▸ **Questions to answer**
1) Answer these about the essay on how children learn, marking each answer with its letter:
(a) How old is the writer's nephew, and where does he live?
(b) What things does the child who touched a stove once come to link with "hot"?
(c) What hypothesis does the writer offer about memory and learning?
2) In the essay on how children learn, transcribe everything from "Here's what I" down to "becomes a principle.".
3) Pick up the essay on how children learn after its last sentence and write what comes next.

▸ **Page text**
<<<<
I've been watching my nephew learn and grow. He's six now, lives in the middle east while I'm in California, so I only see him a few times a year. But every visit, I'm struck by how much he's grown. Not just physically, but in how he thinks, communicates, and understands the world. The accumulation is remarkable, especially considering how little kids seem to remember day-to-day.
This shouldn't work. In machine learning terms, children have limited working memory, inconsistent training data, and what looks like catastrophic forgetting. Yet they learn language, social norms, abstract concepts, and motor skills with a speed and depth that outpaces any AI system we've built.
What are children exhibiting about learning that we don't fully understand?
Here's what strikes me as strange: children's working memory is limited. They can't recall specific training examples the way our models can access their parameters. Yet they learn to imitate language, movement, expressions, and social norms with remarkable speed.
When I think about how transformers work, it's different. They compress vast amounts of training data into billions of parameters. They have context windows that span thousands of tokens. But they're also probabilistic, not deterministic. The same input produces similar but not identical outputs. Still, there's a kind of stability there. The knowledge is encoded, accessible, reliable.
But they also never really learn. Not in the way a child does.
Here's what I mean: you can have hundreds of conversations with ChatGPT about your life, your preferences, your way of thinking. Each conversation, it has a cheat sheet about you from context. But it doesn't really know you deeply. It hasn't learned you over time the way a friend would. Tomorrow's conversation starts fresh. The accumulated understanding doesn't persist.
A child learning "hot" from touching a stove once doesn't just memorize that instance. He builds a concept that generalizes to candles, ovens, steam, anything that gives off heat. One example becomes a principle.
What's the difference? I'm not entirely sure, but I have a hypothesis: maybe memory and learning are inversely related in some fundamental way.
I used to think learning was just sophisticated memorization. Store enough patterns, retrieve the right one at the right time, done. That's essentially how transformers work: compress vast amounts of text into parameters, then predict what comes next based on stored patterns.
But watching how children learn has made me question this. They don't store and retrieve. They adapt and generalize. When a child learns "dog," he doesn't just memorize specific instances of dogs. He builds an abstract concept that lets him recognize dogs he's never seen, in contexts he's never encountered.
>>>>
▸ **Data**
<<<<
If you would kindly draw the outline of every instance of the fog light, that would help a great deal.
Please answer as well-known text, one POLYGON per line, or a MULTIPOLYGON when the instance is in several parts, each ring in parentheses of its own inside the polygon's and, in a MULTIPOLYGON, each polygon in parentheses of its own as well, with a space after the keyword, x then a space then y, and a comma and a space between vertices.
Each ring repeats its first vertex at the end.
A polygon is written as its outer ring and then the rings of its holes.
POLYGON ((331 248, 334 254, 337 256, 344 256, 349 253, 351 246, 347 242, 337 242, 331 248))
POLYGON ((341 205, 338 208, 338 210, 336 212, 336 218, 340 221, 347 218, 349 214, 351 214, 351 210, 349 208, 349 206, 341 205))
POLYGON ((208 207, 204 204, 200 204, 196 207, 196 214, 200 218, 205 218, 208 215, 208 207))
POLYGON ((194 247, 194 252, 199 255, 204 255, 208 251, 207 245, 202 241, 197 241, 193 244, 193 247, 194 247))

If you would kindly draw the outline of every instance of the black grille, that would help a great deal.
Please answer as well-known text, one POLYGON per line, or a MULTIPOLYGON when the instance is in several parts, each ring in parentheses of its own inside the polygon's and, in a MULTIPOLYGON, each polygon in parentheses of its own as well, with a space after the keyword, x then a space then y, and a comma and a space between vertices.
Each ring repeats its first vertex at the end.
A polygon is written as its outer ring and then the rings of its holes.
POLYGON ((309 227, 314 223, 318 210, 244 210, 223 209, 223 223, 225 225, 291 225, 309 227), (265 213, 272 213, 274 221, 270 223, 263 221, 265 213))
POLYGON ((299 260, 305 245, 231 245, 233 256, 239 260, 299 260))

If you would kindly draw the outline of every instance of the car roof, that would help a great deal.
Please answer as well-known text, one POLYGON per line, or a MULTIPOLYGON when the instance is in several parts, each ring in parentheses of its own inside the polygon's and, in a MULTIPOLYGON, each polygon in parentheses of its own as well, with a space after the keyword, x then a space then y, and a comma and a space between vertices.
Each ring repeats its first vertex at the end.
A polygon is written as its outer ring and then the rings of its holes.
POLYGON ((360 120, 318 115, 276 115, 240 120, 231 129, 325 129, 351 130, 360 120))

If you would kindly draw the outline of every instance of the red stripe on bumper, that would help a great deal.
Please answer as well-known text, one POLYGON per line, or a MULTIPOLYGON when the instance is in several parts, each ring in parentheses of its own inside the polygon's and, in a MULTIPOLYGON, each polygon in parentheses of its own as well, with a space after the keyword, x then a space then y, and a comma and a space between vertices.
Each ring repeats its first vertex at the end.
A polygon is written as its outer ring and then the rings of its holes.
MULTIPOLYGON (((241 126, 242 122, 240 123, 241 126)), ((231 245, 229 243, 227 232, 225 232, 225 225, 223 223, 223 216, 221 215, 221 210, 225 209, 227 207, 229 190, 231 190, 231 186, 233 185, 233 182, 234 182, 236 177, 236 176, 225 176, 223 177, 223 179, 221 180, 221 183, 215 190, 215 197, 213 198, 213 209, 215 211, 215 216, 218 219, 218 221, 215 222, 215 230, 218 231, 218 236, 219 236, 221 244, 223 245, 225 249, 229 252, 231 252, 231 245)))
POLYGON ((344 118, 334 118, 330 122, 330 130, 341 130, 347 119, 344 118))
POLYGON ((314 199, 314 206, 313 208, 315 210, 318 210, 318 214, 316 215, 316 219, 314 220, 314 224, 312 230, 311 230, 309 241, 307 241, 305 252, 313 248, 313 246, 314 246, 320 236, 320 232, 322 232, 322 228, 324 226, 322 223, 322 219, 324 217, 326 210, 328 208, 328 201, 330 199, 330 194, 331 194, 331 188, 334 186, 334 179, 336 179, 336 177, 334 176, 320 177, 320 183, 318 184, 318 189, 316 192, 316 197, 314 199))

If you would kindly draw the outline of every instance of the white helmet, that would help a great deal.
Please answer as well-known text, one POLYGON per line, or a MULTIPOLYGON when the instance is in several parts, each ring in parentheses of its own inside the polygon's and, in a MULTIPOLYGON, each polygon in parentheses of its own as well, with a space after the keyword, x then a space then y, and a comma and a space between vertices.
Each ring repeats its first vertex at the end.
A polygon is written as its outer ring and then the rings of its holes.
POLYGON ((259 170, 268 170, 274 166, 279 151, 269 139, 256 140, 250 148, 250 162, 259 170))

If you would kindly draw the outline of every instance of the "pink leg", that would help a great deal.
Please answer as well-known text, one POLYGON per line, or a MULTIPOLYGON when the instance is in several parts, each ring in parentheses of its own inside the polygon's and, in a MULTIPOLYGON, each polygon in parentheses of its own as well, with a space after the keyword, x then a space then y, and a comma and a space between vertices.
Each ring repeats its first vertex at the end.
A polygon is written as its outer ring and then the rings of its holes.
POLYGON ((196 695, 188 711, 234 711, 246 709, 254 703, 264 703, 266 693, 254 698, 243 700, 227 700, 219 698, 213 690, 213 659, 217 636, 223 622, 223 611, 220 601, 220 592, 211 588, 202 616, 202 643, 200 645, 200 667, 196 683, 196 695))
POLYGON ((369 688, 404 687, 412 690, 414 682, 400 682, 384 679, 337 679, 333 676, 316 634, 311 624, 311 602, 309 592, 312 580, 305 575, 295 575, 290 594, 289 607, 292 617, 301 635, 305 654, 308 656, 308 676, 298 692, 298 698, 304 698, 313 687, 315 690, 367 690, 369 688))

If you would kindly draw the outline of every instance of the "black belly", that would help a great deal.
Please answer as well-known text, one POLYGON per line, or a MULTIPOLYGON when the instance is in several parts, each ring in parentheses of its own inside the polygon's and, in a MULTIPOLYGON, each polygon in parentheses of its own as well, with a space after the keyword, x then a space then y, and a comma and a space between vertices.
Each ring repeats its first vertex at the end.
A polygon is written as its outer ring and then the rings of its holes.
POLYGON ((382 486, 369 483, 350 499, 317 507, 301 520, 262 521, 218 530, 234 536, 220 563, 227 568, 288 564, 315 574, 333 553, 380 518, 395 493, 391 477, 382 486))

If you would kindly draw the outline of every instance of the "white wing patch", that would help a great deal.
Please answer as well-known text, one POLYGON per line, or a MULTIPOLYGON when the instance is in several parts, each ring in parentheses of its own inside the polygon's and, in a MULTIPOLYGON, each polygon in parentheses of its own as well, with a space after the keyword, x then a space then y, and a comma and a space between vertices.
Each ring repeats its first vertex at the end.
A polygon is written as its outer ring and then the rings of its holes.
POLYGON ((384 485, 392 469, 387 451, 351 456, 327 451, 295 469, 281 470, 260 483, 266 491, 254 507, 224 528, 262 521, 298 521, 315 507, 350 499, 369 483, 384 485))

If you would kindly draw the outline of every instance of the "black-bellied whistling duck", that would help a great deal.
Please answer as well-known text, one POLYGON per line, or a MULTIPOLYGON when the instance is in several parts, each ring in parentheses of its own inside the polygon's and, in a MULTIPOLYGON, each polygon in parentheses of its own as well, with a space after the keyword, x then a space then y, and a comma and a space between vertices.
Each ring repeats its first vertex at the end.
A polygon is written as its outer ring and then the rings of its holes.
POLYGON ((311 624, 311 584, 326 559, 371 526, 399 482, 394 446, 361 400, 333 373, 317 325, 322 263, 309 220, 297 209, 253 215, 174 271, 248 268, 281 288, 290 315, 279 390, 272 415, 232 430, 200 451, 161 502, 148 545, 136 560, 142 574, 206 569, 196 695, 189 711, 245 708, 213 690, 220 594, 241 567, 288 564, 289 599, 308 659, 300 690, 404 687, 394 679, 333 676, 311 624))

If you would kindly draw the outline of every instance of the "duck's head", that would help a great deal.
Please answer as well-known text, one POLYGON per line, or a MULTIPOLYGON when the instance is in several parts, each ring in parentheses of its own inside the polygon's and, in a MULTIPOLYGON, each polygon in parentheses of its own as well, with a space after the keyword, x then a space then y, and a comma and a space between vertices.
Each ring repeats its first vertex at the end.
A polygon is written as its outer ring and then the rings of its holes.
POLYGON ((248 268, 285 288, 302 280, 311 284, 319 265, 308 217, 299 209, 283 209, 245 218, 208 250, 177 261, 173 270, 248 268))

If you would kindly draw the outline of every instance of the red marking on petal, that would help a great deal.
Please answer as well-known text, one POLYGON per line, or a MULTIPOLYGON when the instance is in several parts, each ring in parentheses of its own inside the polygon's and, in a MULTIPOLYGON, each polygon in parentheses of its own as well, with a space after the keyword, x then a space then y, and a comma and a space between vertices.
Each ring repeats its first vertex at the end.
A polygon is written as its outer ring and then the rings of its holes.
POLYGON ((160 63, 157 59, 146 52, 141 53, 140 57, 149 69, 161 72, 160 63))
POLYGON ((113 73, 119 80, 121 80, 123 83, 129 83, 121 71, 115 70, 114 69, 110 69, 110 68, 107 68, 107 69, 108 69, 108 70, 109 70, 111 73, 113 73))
>>>>
▸ **Task responses**
1)
(a) He is six and lives in the Middle East.
(b) Candles, ovens, steam, and anything that gives off heat.
(c) That memory and learning may be inversely related in some fundamental way.

2)
Here's what I mean: you can have hundreds of conversations with ChatGPT about your life, your preferences, your way of thinking. Each conversation, it has a cheat sheet about you from context. But it doesn't really know you deeply. It hasn't learned you over time the way a friend would. Tomorrow's conversation starts fresh. The accumulated understanding doesn't persist.
A child learning "hot" from touching a stove once doesn't just memorize that instance. He builds a concept that generalizes to candles, ovens, steam, anything that gives off heat. One example becomes a principle.

3)
Can LLMs do this? In a sense, yes. They can recognize novel dogs from their compressed understanding of "dogness" across millions of training examples. But there's a difference in how that understanding forms. The LLM needs vast data to compress into statistical patterns. The child needs a handful of examples to extract an abstract concept.
Maybe the key is in the forgetting. Maybe forgetting isn't a bug, it's a feature. It forces the brain to extract what matters and discard what doesn't. To compress experience into the underlying fundamentals behind a concept, rather than store examples.
LLMs do compression too, but it's a different kind. They compress millions of documents into a fixed parameter space. Children compress lived experience into concepts, relationships, and rules. The former is statistical abstraction. The latter is conceptual abstraction. They might not be the same thing.
Before going further, maybe it's worth defining what I mean by "learning."
I mean: the ability to integrate new information into your worldview in a way that changes how you understand and interact with the world. Not just adding facts to memory, but updating your mental models. Building new connections. Seeing patterns you couldn't see before.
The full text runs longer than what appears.